WHAT YOU NEED TO DO
(A) According to the blog post on population, why was Thomas Malthus wrong in his 1798 essay to claim that food production could only increase linearly? Answer in one to three sentences.
(B) Print the stored records starting with the first line and going on through the line that contains "[[323, 136]]", and leave the pictures out.

* begin TEXT TO READ *

Saturday, September 20, 2014


So today, I read a story by Dennis Dimick of National Geographic in which Dimick uses rhetorical deception to lull readers into accepting hints at eugenics and behavioral control.

So what does Dennis Dimick do? Repeatedly, Dimick uses the pronouns "us" and "we."

Someone should have told Dimick, there is no "us." There is no "we." There are only individuals.

First, Dimick tries to pluck the heart strings of his readers by opening with an unsubstantiated, but seeming fact of "There are more than 7 billion people on Earth now, and roughly one in eight of us doesn't have enough to eat."

After hitting his readers with unsubstantiated, wild guesses about the future head count (11 billion vs nine billion in the year 2100), cloaked in the garb of mathematical authority, Dimick lures in readers by suggesting that "we" need to have a talk about how we relate "climate change, energy, food supply, and freshwater" with population. Here, Dimick lays foundation for a call to behavioral control and eugenics.

Dimick follows up quickly with " many of us there are, how many children we have, how long we live, and where and how we live..." Instead, Dimick should have written: How many individuals there are, how many children individuals will have, how long individuals will live, and where and how individuals live.

Dimick continues his witchery by suggesting to his readers that his readers have been breeding like rabbits when he writes, "We've been on a big growth spurt during the past century or so... Now, there are about 7.2 billion of us...In recent years we've been adding about a billion people every 12 or 13 years or so." If this were so, Dimick is suggesting to his readers that another seven billion individuals shall be upon the earth by 2100, pushing total population to 14.2 billion, or 3.2 to 5 billion beyond his reported mathematical authority earlier in his story.

Of course, Dimick fails to mention Africans. Sub-saharan Africans are those contributing most to population growth with the fastest growing population. Demographers estimate the one billion one hundred and eleven million sub-saharan Africans who now live shall grow to 3.5 to 5 billion by 2100. Nigerians alone are expected to increase from 200 million today to 900 million by 2100 according to a story published by the Guardian on 18 September 2014. In short, Sub-saharan Africans should constitute almost all population growth through 2100.

One would believe that a magazine publisher with a long history of geographic reporting would have revealed how population growth has been proceeding in relation to geography. For details on African demographics, check out what World Population Review published.

And soon thereafter, Dimick commits another appeal to authority fallacy by citing the long discredited Thomas Malthus and an essay Malthus published in 1798 in which Malthus, failing to see productivity gains from technological advances, wrongly claimed that food production could only increase linearly while population would increase geometrically. Malthus could not envision giant combines that produce the work of thousands of men in only a few hours. Malthus could not foresee fertilizers, weed killers and computer-controlled irrigation.

* end TEXT TO READ *
* begin MATERIAL FOR THE TASK *

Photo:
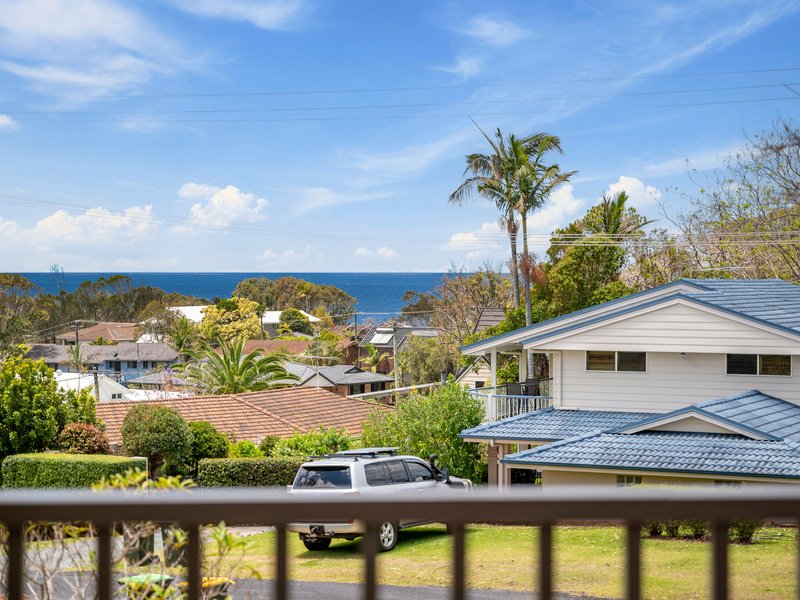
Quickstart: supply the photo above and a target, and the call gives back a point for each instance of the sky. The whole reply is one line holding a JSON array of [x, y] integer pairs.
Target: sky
[[323, 136]]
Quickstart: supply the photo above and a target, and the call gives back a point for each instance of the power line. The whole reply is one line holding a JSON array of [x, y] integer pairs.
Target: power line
[[440, 87]]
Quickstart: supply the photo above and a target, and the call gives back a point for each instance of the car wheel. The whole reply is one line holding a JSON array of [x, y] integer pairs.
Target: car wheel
[[317, 543], [387, 536]]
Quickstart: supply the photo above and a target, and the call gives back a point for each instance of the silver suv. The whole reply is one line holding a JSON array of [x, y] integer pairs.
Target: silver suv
[[366, 471]]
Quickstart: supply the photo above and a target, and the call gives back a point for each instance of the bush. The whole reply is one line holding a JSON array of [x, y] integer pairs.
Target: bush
[[430, 424], [63, 470], [244, 449], [247, 472], [82, 438], [207, 442], [743, 530], [267, 445], [314, 443], [160, 434]]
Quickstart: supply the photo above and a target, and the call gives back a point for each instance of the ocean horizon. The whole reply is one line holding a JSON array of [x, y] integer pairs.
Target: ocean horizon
[[376, 293]]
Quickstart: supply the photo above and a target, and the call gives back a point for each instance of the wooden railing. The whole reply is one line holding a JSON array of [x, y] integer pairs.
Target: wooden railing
[[543, 508]]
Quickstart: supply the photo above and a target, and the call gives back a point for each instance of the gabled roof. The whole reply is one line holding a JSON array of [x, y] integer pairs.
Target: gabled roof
[[552, 424], [767, 302], [768, 445]]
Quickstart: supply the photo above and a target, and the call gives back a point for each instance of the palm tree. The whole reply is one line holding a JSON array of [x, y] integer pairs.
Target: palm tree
[[231, 371]]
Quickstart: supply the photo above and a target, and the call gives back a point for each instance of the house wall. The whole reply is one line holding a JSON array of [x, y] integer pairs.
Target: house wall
[[670, 382]]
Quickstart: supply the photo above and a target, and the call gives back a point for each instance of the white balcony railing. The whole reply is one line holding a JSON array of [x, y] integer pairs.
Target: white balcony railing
[[543, 508], [501, 404]]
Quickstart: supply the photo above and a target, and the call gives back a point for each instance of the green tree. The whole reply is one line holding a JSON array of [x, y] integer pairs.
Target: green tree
[[161, 434], [425, 424], [296, 322], [230, 319], [33, 411], [230, 371]]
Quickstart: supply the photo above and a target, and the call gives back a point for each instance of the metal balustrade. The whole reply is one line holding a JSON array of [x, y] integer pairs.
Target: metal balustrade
[[543, 508]]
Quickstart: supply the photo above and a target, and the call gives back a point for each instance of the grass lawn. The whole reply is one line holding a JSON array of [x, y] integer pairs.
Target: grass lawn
[[588, 560]]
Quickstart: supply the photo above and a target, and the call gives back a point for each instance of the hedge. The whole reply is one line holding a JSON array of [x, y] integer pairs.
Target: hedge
[[247, 472], [51, 470]]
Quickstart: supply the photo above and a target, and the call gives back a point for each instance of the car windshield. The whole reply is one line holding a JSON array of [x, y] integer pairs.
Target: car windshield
[[323, 478]]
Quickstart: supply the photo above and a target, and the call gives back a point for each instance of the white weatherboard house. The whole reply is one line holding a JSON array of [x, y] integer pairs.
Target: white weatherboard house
[[693, 380]]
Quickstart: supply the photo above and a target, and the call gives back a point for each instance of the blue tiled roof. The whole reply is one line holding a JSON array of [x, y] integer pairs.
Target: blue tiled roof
[[664, 451], [553, 424]]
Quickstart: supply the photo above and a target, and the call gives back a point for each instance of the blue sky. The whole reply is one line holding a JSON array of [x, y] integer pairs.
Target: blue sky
[[311, 135]]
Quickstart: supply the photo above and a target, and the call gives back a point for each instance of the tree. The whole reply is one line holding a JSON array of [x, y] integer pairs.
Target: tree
[[160, 433], [33, 411], [296, 322], [230, 371], [424, 359], [229, 319], [425, 424]]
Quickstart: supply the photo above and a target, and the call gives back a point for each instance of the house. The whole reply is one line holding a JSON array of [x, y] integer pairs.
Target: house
[[270, 319], [345, 380], [686, 352], [255, 415], [110, 332], [122, 361]]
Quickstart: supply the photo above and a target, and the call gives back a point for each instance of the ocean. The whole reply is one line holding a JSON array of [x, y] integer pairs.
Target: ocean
[[378, 293]]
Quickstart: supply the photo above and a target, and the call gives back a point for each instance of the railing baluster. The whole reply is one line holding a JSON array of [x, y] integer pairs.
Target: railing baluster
[[545, 561], [370, 545], [16, 560], [104, 563], [281, 566], [459, 565], [719, 549], [633, 581], [194, 568]]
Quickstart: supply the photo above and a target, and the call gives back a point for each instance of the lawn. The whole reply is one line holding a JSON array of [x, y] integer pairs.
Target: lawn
[[588, 560]]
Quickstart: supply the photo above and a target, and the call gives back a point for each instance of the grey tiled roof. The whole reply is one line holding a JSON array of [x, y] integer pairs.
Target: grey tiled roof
[[553, 424], [702, 453]]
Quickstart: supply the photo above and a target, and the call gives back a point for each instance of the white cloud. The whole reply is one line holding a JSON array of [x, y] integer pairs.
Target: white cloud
[[640, 195], [220, 207], [465, 67], [383, 252], [265, 14], [494, 31]]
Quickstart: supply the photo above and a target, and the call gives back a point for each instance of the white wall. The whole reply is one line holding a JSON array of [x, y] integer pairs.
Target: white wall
[[670, 382]]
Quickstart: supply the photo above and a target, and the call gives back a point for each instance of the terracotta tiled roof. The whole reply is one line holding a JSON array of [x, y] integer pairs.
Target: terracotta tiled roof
[[254, 415]]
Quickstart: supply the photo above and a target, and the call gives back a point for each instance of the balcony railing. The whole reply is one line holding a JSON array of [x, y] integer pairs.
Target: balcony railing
[[543, 508], [510, 400]]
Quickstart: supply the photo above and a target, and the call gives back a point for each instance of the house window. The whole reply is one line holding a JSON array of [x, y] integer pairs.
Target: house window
[[628, 362], [759, 364], [628, 480]]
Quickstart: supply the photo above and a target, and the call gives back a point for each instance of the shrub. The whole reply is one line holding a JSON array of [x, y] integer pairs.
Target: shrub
[[247, 472], [743, 530], [244, 449], [82, 438], [267, 445], [159, 433], [321, 441], [64, 470], [207, 442], [430, 424]]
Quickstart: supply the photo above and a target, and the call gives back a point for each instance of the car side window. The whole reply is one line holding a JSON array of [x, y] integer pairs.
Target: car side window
[[397, 471], [376, 474], [418, 471]]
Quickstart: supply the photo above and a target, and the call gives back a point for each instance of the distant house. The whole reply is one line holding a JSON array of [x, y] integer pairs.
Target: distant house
[[122, 361], [270, 320], [110, 332], [255, 415], [696, 380], [345, 380]]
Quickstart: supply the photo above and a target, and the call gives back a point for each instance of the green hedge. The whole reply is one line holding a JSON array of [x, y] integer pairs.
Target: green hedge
[[247, 472], [50, 470]]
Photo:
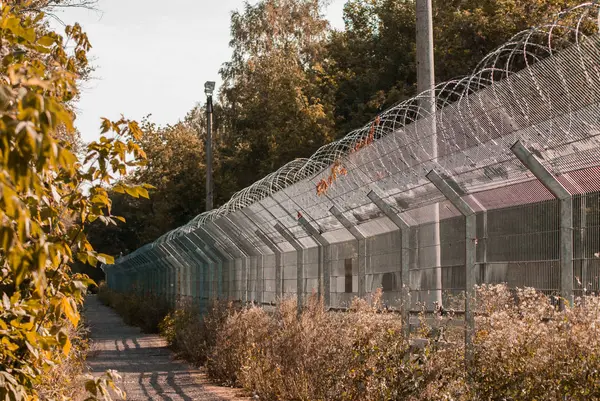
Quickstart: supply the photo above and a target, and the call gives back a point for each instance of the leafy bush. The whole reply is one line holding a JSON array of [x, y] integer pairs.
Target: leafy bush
[[48, 196]]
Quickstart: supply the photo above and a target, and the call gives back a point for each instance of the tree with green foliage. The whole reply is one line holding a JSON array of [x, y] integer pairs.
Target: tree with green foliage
[[272, 91], [373, 61], [48, 196]]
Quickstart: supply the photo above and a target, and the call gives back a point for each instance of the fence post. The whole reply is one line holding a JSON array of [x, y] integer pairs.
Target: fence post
[[240, 254], [271, 245], [210, 247], [324, 260], [470, 257], [250, 249], [566, 216], [362, 250], [289, 237], [404, 257]]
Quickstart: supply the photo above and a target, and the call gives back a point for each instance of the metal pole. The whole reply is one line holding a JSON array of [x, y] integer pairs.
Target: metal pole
[[289, 237], [404, 228], [470, 254], [324, 260], [209, 185], [426, 82], [566, 216], [361, 241]]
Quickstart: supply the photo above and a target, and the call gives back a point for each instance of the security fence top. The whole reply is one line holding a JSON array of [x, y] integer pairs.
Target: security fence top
[[541, 87]]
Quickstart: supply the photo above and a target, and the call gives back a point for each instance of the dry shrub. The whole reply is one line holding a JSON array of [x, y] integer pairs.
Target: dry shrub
[[318, 356], [65, 380], [235, 342], [191, 334], [143, 309], [527, 349]]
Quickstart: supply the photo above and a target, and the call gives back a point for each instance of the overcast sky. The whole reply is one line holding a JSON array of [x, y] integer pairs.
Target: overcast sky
[[153, 56]]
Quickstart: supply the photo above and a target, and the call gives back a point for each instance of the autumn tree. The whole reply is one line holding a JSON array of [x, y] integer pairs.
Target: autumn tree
[[272, 86], [372, 61], [48, 196]]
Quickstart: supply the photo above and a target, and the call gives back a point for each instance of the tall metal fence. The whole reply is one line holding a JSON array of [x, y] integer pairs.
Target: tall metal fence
[[500, 184]]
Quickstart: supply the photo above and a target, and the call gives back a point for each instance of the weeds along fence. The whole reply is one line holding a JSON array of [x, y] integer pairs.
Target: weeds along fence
[[490, 178]]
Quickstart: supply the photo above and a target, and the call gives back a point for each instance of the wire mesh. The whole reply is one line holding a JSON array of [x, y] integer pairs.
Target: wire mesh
[[542, 88]]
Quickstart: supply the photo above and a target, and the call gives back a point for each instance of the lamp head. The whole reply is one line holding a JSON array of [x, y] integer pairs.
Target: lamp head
[[209, 87]]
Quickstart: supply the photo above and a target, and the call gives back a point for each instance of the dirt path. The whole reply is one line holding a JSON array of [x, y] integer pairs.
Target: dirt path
[[148, 367]]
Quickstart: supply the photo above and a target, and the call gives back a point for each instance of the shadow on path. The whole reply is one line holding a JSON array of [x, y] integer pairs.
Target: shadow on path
[[149, 369]]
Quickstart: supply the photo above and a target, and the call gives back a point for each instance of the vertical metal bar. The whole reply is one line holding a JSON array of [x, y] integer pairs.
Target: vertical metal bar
[[324, 262], [271, 245], [404, 228], [470, 253], [289, 237], [363, 257], [566, 216]]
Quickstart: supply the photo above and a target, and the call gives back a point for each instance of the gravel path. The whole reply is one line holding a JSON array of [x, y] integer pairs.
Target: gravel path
[[149, 369]]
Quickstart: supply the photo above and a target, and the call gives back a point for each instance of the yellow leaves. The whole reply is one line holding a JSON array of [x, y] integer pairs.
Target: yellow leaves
[[13, 24], [136, 191], [106, 259], [70, 311]]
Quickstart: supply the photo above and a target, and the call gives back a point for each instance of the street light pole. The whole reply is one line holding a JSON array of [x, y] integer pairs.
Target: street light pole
[[209, 87], [426, 82]]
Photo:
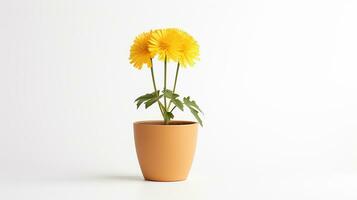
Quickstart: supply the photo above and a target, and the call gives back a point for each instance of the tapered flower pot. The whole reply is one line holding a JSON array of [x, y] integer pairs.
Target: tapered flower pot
[[165, 152]]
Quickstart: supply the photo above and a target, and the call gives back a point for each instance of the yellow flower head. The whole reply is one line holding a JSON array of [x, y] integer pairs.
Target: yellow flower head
[[171, 43], [139, 51], [165, 43], [189, 49]]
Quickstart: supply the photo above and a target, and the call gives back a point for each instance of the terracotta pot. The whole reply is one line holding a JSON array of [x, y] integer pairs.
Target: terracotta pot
[[165, 152]]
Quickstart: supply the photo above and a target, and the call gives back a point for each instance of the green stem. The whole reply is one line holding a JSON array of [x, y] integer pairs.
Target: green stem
[[154, 83], [173, 109], [173, 91], [165, 75]]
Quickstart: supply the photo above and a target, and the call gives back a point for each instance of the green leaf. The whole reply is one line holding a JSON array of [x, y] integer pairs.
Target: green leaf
[[195, 114], [169, 94], [178, 103], [191, 104], [168, 115], [194, 108], [152, 101], [140, 100]]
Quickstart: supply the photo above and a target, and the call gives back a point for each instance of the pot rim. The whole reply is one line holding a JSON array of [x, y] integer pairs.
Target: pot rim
[[160, 123]]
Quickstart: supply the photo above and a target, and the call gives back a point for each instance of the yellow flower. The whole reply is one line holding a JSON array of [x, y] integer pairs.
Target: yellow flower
[[189, 50], [165, 43], [139, 51]]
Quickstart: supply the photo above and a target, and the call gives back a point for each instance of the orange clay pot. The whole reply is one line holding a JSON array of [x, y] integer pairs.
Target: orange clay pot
[[165, 152]]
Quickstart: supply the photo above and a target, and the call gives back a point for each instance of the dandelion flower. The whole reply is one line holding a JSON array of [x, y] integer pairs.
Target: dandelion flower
[[139, 51], [165, 43]]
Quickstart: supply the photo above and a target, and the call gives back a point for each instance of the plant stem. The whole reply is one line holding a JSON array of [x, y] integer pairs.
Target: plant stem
[[154, 83], [165, 75], [173, 109], [173, 91]]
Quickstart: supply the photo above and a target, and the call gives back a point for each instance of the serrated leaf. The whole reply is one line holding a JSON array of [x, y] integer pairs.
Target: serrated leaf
[[152, 101], [140, 100], [191, 104], [168, 116], [169, 94], [178, 103]]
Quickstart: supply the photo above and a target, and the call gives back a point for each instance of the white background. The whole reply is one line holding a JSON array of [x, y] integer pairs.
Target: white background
[[276, 79]]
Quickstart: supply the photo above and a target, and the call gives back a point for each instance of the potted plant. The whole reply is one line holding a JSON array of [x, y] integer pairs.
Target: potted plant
[[165, 148]]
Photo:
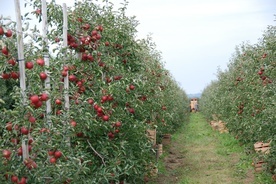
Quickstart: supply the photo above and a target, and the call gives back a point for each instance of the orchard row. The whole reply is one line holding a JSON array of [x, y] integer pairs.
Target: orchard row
[[118, 88], [244, 95]]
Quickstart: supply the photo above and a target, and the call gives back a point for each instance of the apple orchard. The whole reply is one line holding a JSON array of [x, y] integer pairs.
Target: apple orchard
[[79, 95]]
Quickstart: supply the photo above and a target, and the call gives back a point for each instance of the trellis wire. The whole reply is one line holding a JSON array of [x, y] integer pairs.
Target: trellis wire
[[20, 49]]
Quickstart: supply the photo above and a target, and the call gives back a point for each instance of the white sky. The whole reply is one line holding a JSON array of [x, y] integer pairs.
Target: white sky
[[195, 36]]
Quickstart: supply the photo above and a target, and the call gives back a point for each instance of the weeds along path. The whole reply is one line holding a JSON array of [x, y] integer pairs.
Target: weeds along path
[[201, 155]]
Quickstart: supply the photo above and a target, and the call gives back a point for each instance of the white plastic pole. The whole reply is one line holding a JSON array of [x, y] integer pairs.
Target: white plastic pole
[[66, 80], [21, 61], [65, 43], [46, 58]]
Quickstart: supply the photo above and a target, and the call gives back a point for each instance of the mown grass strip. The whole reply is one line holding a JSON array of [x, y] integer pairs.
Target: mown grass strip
[[208, 157]]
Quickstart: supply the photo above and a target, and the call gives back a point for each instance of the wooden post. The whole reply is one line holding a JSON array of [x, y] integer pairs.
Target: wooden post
[[46, 58], [20, 50]]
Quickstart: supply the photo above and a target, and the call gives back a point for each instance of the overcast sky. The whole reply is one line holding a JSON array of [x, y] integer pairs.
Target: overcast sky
[[195, 36]]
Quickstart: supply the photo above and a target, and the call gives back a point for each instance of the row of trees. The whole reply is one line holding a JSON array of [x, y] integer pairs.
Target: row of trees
[[244, 95], [94, 129]]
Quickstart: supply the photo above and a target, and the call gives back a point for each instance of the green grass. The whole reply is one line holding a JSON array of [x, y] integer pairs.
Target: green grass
[[209, 157]]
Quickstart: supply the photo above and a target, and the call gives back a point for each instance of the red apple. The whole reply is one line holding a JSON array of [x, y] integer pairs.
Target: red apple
[[30, 164], [5, 51], [32, 119], [14, 179], [73, 123], [6, 153], [57, 154], [53, 160], [64, 73], [9, 126], [38, 11], [131, 87], [23, 180], [58, 102], [1, 30], [24, 131], [118, 124], [43, 76], [90, 101], [72, 78], [40, 62], [8, 33], [29, 65], [34, 99], [44, 97], [105, 117], [6, 75], [12, 62], [14, 75]]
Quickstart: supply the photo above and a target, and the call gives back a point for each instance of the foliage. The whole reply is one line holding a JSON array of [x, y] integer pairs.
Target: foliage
[[244, 94], [118, 88]]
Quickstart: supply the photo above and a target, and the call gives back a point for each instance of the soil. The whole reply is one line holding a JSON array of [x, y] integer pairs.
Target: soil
[[200, 163]]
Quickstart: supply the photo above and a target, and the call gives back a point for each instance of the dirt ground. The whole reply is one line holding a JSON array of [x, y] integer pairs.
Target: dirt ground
[[198, 162]]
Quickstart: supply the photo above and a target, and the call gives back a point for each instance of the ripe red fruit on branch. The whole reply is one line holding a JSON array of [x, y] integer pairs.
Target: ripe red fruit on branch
[[86, 26], [5, 51], [90, 101], [8, 33], [58, 102], [6, 153], [131, 87], [38, 11], [29, 65], [110, 135], [73, 123], [53, 160], [9, 126], [14, 179], [105, 117], [118, 124], [30, 164], [32, 119], [44, 97], [106, 44], [72, 78], [12, 62], [99, 28], [23, 180], [14, 75], [131, 110], [6, 75], [1, 30], [40, 62], [57, 154], [43, 76], [24, 131], [34, 99]]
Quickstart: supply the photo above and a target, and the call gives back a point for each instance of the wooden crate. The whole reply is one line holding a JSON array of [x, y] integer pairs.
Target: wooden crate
[[152, 136], [262, 147], [166, 139], [259, 166]]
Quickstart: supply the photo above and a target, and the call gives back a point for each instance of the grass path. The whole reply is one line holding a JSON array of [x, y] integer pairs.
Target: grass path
[[200, 155]]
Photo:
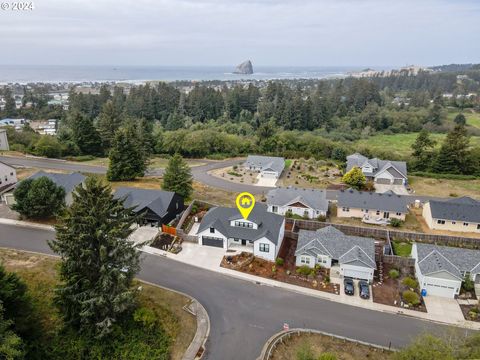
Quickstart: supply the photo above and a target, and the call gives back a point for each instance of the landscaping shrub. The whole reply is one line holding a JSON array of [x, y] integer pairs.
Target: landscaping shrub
[[327, 356], [304, 270], [394, 222], [411, 283], [393, 274], [411, 297]]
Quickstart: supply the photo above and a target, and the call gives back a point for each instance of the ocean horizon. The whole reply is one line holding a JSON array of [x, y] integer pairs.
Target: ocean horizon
[[139, 74]]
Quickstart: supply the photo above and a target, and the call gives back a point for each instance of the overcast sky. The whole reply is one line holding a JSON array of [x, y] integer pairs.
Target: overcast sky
[[225, 32]]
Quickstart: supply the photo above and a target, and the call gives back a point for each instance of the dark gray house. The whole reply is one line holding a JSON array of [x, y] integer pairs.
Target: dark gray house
[[157, 206]]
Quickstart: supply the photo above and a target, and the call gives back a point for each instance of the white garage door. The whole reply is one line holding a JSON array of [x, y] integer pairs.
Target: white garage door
[[356, 274], [440, 290]]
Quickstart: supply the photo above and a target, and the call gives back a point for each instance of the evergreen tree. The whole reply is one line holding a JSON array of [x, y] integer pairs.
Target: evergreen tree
[[109, 121], [454, 154], [422, 151], [355, 178], [127, 155], [38, 198], [99, 261], [85, 135], [178, 177], [460, 119]]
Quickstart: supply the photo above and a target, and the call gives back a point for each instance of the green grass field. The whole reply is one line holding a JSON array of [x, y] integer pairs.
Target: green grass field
[[401, 143]]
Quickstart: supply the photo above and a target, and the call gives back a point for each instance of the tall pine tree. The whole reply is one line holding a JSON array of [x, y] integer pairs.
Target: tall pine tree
[[99, 261], [178, 177], [127, 156]]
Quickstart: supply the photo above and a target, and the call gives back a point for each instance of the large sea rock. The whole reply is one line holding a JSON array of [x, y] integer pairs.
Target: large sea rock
[[244, 68]]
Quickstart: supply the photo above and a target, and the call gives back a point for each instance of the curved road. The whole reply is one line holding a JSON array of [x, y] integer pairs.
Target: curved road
[[244, 315]]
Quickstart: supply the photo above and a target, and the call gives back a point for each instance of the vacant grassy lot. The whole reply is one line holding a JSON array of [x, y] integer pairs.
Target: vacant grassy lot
[[445, 187], [311, 346], [401, 143], [39, 273]]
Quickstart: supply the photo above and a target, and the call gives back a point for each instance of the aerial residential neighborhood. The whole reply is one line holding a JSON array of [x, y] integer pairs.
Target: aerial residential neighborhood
[[240, 180]]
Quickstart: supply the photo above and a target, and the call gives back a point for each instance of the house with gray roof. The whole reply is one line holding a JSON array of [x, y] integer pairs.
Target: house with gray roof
[[329, 247], [458, 214], [440, 270], [267, 166], [308, 203], [66, 181], [261, 233], [157, 207], [370, 205], [379, 171]]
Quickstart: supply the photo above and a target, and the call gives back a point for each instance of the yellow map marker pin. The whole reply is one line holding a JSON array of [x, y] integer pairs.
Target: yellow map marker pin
[[245, 203]]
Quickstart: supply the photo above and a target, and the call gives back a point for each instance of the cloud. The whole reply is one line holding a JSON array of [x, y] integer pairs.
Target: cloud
[[270, 32]]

* end MATERIAL FOR THE TASK *

RESULTS BY TASK
(A) Malthus failed to see the productivity gains that technological advances would bring. He could not envision giant combines doing the work of thousands of men in a few hours, nor foresee fertilizers, weed killers and computer-controlled irrigation.

(B)
Photo:
Quickstart: supply the photo above and a target, and the call gives back a point for each instance of the sky. The whole reply is one line holding a JSON array of [x, y] integer pairs.
Target: sky
[[323, 136]]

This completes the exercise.